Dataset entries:
____
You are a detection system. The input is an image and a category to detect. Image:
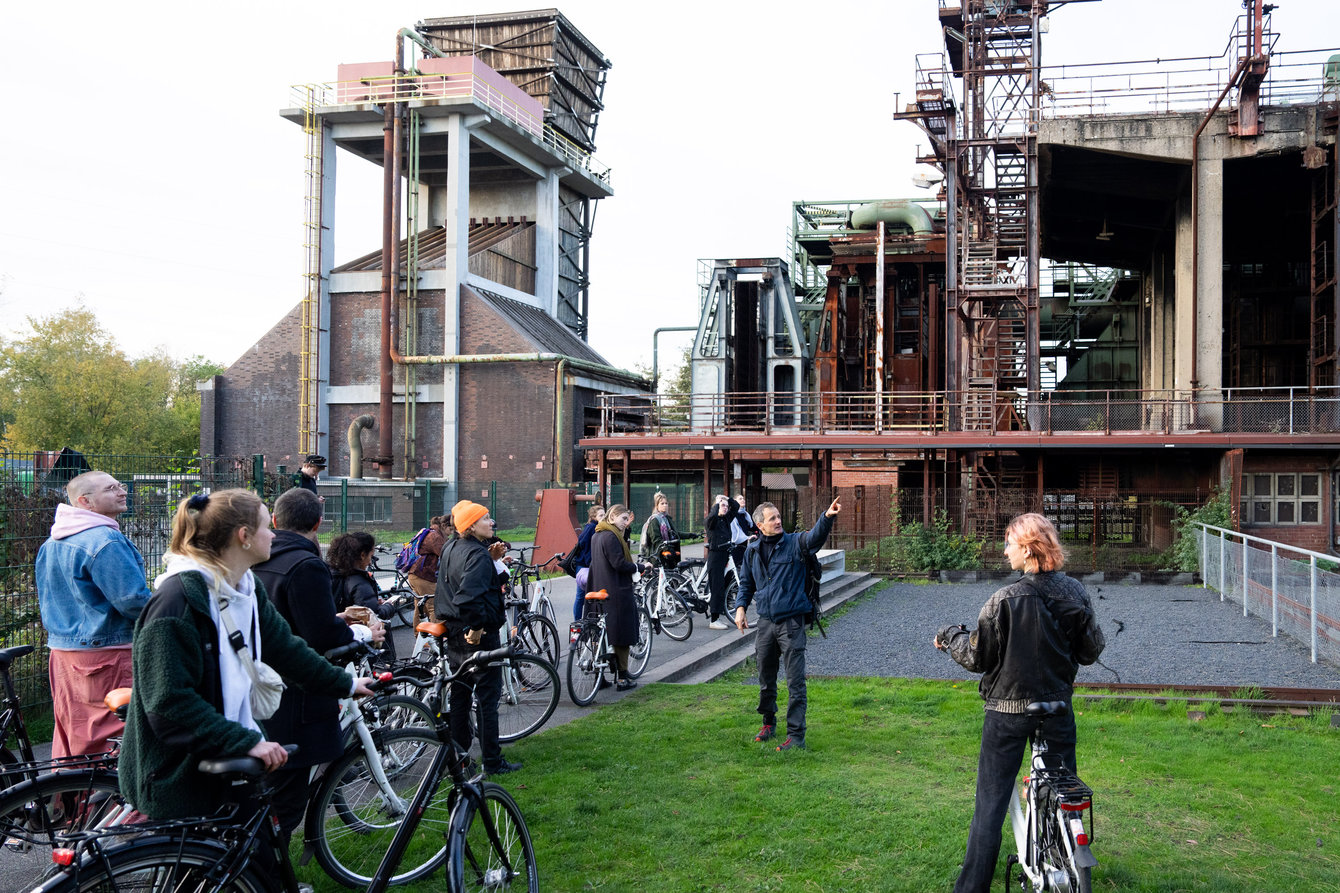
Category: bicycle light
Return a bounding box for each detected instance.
[52,847,76,867]
[1069,817,1089,846]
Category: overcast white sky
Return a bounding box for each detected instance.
[1,0,1335,375]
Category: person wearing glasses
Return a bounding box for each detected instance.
[933,512,1105,893]
[35,471,152,759]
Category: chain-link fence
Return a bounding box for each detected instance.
[1198,524,1340,665]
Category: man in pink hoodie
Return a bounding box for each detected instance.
[35,471,152,758]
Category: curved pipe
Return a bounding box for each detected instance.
[347,414,375,478]
[851,200,934,234]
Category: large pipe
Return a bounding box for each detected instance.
[1190,53,1250,392]
[379,94,396,478]
[347,414,375,477]
[851,200,935,234]
[653,325,697,389]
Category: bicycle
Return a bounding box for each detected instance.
[504,547,560,632]
[37,640,540,893]
[635,550,694,642]
[672,546,743,621]
[1005,701,1098,893]
[502,549,563,670]
[566,590,652,706]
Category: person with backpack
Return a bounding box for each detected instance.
[405,517,449,624]
[570,505,605,621]
[639,491,680,562]
[733,495,842,752]
[703,494,736,630]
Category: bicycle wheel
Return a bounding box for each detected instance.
[658,575,694,642]
[305,727,448,888]
[626,607,653,679]
[565,627,603,707]
[537,595,558,633]
[494,653,560,743]
[386,585,416,628]
[447,783,538,893]
[371,693,435,732]
[37,837,272,893]
[0,769,126,891]
[512,614,560,668]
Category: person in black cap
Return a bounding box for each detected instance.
[297,455,326,495]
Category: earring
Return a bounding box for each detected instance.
[242,542,251,551]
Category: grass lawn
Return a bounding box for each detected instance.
[294,676,1340,892]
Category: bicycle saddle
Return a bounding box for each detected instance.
[678,558,705,569]
[416,620,448,637]
[0,644,35,669]
[1024,700,1070,717]
[584,590,610,601]
[104,687,132,721]
[198,745,299,777]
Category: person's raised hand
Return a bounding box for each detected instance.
[826,496,842,517]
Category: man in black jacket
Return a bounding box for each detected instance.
[436,500,521,775]
[934,512,1105,893]
[253,487,380,844]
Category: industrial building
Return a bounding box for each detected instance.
[581,0,1340,565]
[200,9,642,524]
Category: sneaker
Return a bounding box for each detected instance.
[485,759,523,775]
[753,723,776,743]
[708,619,729,630]
[615,678,638,691]
[776,736,806,751]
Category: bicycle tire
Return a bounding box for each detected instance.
[386,585,416,628]
[626,607,653,679]
[447,782,538,893]
[35,837,274,893]
[372,693,436,732]
[0,769,126,891]
[658,575,694,642]
[565,627,603,707]
[512,614,560,668]
[495,654,560,743]
[305,727,448,888]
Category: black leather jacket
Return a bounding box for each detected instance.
[436,536,506,633]
[939,571,1105,713]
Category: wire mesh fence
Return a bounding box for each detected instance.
[1198,524,1340,665]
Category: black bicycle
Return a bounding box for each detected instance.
[36,641,539,893]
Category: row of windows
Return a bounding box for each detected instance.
[1241,473,1322,526]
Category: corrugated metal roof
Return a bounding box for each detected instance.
[467,285,610,367]
[760,472,798,490]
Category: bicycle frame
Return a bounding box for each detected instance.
[1007,738,1097,892]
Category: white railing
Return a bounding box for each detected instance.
[290,77,611,184]
[1196,523,1340,664]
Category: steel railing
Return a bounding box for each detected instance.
[596,386,1340,438]
[290,75,611,184]
[1197,523,1340,664]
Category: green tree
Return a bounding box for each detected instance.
[660,346,693,424]
[0,306,221,455]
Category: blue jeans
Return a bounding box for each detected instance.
[953,708,1077,893]
[754,615,807,739]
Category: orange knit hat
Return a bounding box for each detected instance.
[453,501,489,534]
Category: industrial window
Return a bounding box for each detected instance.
[1241,473,1321,526]
[324,495,394,525]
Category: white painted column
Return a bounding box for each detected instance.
[317,125,337,462]
[534,171,560,311]
[441,113,472,480]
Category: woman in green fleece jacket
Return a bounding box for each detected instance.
[119,489,375,819]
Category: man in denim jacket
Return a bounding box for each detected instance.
[35,471,151,758]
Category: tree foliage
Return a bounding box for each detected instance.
[0,306,223,455]
[1160,489,1232,572]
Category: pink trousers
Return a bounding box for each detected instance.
[48,647,133,760]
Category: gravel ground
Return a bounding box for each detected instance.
[807,578,1340,689]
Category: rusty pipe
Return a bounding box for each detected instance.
[1189,53,1250,393]
[347,414,375,477]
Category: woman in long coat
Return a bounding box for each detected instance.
[586,503,639,691]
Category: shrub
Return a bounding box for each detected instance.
[901,509,985,571]
[1159,490,1231,572]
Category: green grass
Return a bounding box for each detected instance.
[293,678,1340,892]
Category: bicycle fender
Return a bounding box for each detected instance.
[1073,844,1098,869]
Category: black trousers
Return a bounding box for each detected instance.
[706,548,731,619]
[446,628,504,768]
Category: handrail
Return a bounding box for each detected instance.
[291,76,611,184]
[593,386,1340,438]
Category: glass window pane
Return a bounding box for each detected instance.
[1239,502,1248,523]
[1277,502,1295,523]
[1253,474,1272,496]
[1301,474,1320,497]
[1301,501,1320,523]
[1253,500,1272,523]
[1277,475,1296,497]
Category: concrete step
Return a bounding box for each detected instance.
[660,571,883,685]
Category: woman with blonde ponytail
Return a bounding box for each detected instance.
[119,489,376,820]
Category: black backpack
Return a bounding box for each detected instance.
[804,550,827,638]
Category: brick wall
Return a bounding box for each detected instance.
[208,304,304,467]
[1241,452,1334,554]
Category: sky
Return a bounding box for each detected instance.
[1,0,1336,376]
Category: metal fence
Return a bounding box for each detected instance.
____
## Exercise instructions
Give back exactly the lines from the first line of the data through the line with "Category: curved pipe", pictures excluded.

## Solution to this task
You are a detection system. The input is an image and a category to detect. Image:
Category: bicycle light
Return a bounding box for each detected instance.
[52,847,76,867]
[1069,817,1089,846]
Category: overcast white sky
Return a bounding box for each detected instance.
[1,0,1335,375]
Category: person wearing glasses
Return a bounding box for each detected instance.
[933,512,1105,893]
[35,471,152,759]
Category: chain-link fence
Return a bounding box for each detected instance.
[1198,524,1340,665]
Category: man in pink hoodie
Return a bounding box for each detected instance.
[35,471,152,758]
Category: curved pipe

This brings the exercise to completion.